*Reading text:*
(begin)
= Edward Keeling =

Sir Edward Herbert Keeling, MC (1883 – 23 November 1954) was a Conservative Party politician in the United Kingdom who served as a Member of Parliament (MP) from 1935 to 1954.

The younger son of the Reverend William Hulton Keeling, headmaster of Bradford Grammar School, he was educated at Bradford and University College, Oxford, graduating with a master's degree in jurisprudence. He was called to the bar at Lincoln's Inn. In 1902 he received employment in the Supply and Accounting Department of the Admiralty. His siblings include the social activist Dorothy Keeling and the Canadian communist writer Margaret Fairley.

Keeling moved to be a member of the Harbour Commission in Burma, then a British colony.
(end)
*Requests:*
A: Name every relative of Keeling mentioned in the article on Edward Keeling.
B: Answer these questions from the article on Edward Keeling:
(i) During which years did Keeling serve as a Member of Parliament?
(ii) In which department of the Admiralty did he find work in 1902?
(iii) Of what body did he become a member in Burma?
C: Reproduce the part of the article on Edward Keeling that starts at "Sir Edward Herbert" and ends at "writer Margaret Fairley.".

*Information given:*
(begin)
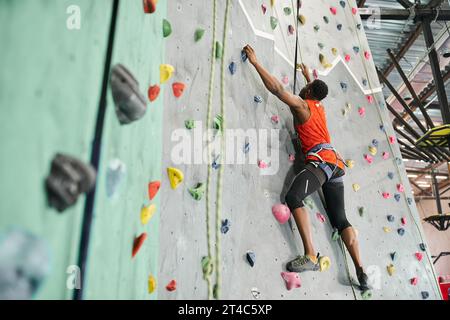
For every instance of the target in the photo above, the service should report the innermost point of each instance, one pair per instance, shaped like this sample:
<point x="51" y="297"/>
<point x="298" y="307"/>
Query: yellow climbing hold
<point x="165" y="72"/>
<point x="324" y="263"/>
<point x="350" y="163"/>
<point x="175" y="177"/>
<point x="373" y="150"/>
<point x="147" y="213"/>
<point x="151" y="284"/>
<point x="324" y="62"/>
<point x="391" y="269"/>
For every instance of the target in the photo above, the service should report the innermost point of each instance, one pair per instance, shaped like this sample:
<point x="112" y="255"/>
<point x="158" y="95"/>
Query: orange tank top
<point x="314" y="132"/>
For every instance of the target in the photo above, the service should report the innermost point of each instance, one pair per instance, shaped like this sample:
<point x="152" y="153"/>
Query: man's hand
<point x="250" y="54"/>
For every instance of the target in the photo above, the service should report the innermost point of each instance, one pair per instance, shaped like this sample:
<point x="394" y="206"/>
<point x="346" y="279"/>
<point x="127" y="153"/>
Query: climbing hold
<point x="302" y="19"/>
<point x="150" y="6"/>
<point x="232" y="67"/>
<point x="175" y="177"/>
<point x="189" y="124"/>
<point x="418" y="256"/>
<point x="258" y="99"/>
<point x="178" y="89"/>
<point x="368" y="158"/>
<point x="165" y="72"/>
<point x="167" y="28"/>
<point x="115" y="174"/>
<point x="130" y="104"/>
<point x="391" y="269"/>
<point x="281" y="213"/>
<point x="198" y="191"/>
<point x="172" y="286"/>
<point x="198" y="35"/>
<point x="264" y="8"/>
<point x="153" y="92"/>
<point x="292" y="280"/>
<point x="251" y="258"/>
<point x="393" y="255"/>
<point x="320" y="217"/>
<point x="219" y="50"/>
<point x="151" y="284"/>
<point x="147" y="213"/>
<point x="137" y="244"/>
<point x="68" y="179"/>
<point x="153" y="188"/>
<point x="225" y="226"/>
<point x="273" y="22"/>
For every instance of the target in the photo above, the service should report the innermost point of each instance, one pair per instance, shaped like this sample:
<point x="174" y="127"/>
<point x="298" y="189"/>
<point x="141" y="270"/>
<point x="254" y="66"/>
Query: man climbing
<point x="323" y="168"/>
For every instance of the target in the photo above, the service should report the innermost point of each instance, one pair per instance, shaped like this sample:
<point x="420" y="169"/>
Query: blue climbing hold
<point x="251" y="258"/>
<point x="232" y="68"/>
<point x="225" y="226"/>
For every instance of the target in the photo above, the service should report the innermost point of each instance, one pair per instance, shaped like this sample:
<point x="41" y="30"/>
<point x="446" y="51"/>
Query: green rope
<point x="207" y="261"/>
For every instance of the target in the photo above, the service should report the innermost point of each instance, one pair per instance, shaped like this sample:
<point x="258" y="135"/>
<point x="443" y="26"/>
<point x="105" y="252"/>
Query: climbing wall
<point x="333" y="44"/>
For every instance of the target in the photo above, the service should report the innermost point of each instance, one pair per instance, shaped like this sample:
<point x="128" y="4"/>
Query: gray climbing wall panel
<point x="247" y="195"/>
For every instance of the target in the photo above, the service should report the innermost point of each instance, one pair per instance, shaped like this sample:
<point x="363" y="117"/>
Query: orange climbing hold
<point x="178" y="89"/>
<point x="153" y="93"/>
<point x="137" y="244"/>
<point x="153" y="188"/>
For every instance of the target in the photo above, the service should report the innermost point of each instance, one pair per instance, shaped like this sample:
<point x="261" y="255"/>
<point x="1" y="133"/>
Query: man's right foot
<point x="302" y="263"/>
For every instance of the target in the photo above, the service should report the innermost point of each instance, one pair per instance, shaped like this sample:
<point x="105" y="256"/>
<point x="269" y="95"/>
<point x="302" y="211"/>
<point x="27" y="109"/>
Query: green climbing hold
<point x="190" y="124"/>
<point x="219" y="50"/>
<point x="198" y="191"/>
<point x="199" y="33"/>
<point x="273" y="22"/>
<point x="167" y="28"/>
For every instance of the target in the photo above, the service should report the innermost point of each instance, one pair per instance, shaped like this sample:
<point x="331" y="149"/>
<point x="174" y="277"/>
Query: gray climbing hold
<point x="251" y="258"/>
<point x="232" y="67"/>
<point x="130" y="104"/>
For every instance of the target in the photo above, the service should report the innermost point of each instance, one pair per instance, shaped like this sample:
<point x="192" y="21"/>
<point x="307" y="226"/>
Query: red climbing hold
<point x="153" y="188"/>
<point x="153" y="93"/>
<point x="138" y="242"/>
<point x="150" y="6"/>
<point x="178" y="89"/>
<point x="172" y="286"/>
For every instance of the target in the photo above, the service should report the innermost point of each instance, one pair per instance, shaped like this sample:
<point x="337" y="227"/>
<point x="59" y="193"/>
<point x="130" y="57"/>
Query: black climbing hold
<point x="251" y="258"/>
<point x="68" y="179"/>
<point x="130" y="103"/>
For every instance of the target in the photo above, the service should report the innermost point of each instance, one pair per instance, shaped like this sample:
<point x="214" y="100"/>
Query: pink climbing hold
<point x="368" y="158"/>
<point x="321" y="217"/>
<point x="292" y="280"/>
<point x="419" y="256"/>
<point x="362" y="111"/>
<point x="281" y="213"/>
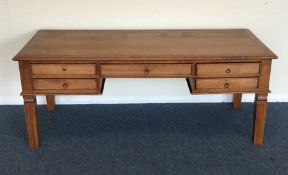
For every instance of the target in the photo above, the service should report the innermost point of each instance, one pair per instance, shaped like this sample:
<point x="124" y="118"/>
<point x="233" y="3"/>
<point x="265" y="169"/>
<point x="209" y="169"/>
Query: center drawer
<point x="146" y="70"/>
<point x="65" y="84"/>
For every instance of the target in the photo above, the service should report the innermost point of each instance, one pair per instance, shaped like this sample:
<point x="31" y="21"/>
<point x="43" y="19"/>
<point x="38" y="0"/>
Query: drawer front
<point x="65" y="84"/>
<point x="146" y="70"/>
<point x="228" y="69"/>
<point x="63" y="69"/>
<point x="227" y="83"/>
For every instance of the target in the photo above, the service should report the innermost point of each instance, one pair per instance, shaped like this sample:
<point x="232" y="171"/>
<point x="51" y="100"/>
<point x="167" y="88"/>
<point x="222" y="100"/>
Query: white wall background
<point x="19" y="20"/>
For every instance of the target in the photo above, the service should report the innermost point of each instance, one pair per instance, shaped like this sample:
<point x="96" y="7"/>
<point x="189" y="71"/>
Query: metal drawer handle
<point x="146" y="71"/>
<point x="65" y="85"/>
<point x="64" y="68"/>
<point x="226" y="85"/>
<point x="228" y="70"/>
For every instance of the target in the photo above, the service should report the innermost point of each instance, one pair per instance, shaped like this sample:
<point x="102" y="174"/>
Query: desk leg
<point x="50" y="99"/>
<point x="30" y="106"/>
<point x="259" y="118"/>
<point x="237" y="101"/>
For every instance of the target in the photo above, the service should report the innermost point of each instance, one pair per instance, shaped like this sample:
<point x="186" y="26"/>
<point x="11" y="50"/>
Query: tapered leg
<point x="237" y="101"/>
<point x="30" y="106"/>
<point x="50" y="102"/>
<point x="259" y="118"/>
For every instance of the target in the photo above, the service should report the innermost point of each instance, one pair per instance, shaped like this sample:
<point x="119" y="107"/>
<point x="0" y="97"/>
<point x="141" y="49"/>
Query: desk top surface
<point x="144" y="45"/>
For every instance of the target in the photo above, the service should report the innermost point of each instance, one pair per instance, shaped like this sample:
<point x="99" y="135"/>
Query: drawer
<point x="227" y="83"/>
<point x="65" y="84"/>
<point x="146" y="70"/>
<point x="228" y="69"/>
<point x="63" y="69"/>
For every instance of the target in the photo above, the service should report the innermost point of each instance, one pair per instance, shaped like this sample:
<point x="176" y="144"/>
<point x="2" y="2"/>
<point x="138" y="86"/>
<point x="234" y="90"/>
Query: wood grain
<point x="65" y="84"/>
<point x="50" y="99"/>
<point x="237" y="100"/>
<point x="74" y="62"/>
<point x="31" y="120"/>
<point x="146" y="70"/>
<point x="228" y="69"/>
<point x="144" y="45"/>
<point x="227" y="84"/>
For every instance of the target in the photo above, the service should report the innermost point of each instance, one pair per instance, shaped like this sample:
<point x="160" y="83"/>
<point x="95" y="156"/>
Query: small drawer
<point x="146" y="70"/>
<point x="63" y="69"/>
<point x="65" y="84"/>
<point x="227" y="83"/>
<point x="228" y="69"/>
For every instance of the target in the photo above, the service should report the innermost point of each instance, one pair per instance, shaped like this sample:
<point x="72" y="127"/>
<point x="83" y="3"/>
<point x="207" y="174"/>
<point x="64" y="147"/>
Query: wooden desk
<point x="70" y="62"/>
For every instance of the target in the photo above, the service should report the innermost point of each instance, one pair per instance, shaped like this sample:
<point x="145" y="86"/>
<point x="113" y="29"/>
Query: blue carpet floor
<point x="145" y="139"/>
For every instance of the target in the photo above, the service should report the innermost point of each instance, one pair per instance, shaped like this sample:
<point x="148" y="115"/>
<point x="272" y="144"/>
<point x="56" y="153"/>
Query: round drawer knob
<point x="228" y="70"/>
<point x="64" y="68"/>
<point x="146" y="71"/>
<point x="65" y="85"/>
<point x="226" y="85"/>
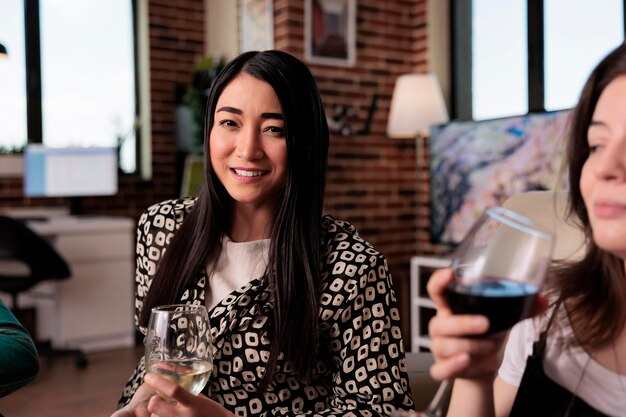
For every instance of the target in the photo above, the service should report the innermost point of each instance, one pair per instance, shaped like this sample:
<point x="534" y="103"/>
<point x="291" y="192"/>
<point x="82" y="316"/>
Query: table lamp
<point x="416" y="104"/>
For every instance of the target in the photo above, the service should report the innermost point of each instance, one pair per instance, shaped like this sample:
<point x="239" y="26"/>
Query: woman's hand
<point x="185" y="404"/>
<point x="456" y="354"/>
<point x="138" y="405"/>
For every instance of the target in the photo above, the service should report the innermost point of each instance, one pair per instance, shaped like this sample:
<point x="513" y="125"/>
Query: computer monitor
<point x="70" y="171"/>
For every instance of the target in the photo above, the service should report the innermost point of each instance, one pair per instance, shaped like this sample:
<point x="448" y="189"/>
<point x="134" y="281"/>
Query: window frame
<point x="34" y="103"/>
<point x="461" y="42"/>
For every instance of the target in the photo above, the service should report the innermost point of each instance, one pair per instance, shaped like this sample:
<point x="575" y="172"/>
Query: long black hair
<point x="294" y="256"/>
<point x="594" y="287"/>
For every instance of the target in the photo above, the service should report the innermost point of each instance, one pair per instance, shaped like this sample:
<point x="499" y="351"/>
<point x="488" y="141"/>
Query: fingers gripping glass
<point x="178" y="345"/>
<point x="499" y="269"/>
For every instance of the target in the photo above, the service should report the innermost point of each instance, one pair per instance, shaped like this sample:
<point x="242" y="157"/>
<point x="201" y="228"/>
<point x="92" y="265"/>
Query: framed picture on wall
<point x="256" y="25"/>
<point x="330" y="32"/>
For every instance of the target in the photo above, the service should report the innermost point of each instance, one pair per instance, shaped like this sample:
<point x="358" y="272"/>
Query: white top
<point x="238" y="264"/>
<point x="570" y="367"/>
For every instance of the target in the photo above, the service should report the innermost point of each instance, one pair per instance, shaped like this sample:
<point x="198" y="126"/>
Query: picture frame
<point x="330" y="32"/>
<point x="256" y="25"/>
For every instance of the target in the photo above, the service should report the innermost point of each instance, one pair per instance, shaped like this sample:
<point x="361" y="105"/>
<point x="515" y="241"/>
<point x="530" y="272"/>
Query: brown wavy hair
<point x="593" y="289"/>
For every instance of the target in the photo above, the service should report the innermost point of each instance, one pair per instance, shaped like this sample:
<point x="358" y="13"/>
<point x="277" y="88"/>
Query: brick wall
<point x="373" y="181"/>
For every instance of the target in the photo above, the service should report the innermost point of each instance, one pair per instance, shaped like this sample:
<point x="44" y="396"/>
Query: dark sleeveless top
<point x="540" y="396"/>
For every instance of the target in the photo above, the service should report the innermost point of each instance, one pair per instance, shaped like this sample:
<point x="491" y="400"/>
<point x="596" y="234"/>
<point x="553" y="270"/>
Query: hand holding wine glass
<point x="178" y="345"/>
<point x="497" y="272"/>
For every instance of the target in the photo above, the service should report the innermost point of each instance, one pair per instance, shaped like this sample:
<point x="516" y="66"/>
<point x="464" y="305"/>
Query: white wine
<point x="191" y="374"/>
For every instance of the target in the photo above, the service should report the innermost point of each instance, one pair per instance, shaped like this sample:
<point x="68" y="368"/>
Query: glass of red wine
<point x="499" y="269"/>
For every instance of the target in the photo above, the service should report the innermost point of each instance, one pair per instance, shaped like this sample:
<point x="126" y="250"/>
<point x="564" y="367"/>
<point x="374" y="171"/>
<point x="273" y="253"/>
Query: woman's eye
<point x="594" y="148"/>
<point x="275" y="130"/>
<point x="227" y="123"/>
(end)
*Response list:*
A:
- The Reverend William Hulton Keeling (his father)
- Dorothy Keeling (a sibling)
- Margaret Fairley (a sibling)

B:
(i) From 1935 to 1954.
(ii) The Supply and Accounting Department.
(iii) The Harbour Commission.

C:
Sir Edward Herbert Keeling, MC (1883 – 23 November 1954) was a Conservative Party politician in the United Kingdom who served as a Member of Parliament (MP) from 1935 to 1954.

The younger son of the Reverend William Hulton Keeling, headmaster of Bradford Grammar School, he was educated at Bradford and University College, Oxford, graduating with a master's degree in jurisprudence. He was called to the bar at Lincoln's Inn. In 1902 he received employment in the Supply and Accounting Department of the Admiralty. His siblings include the social activist Dorothy Keeling and the Canadian communist writer Margaret Fairley.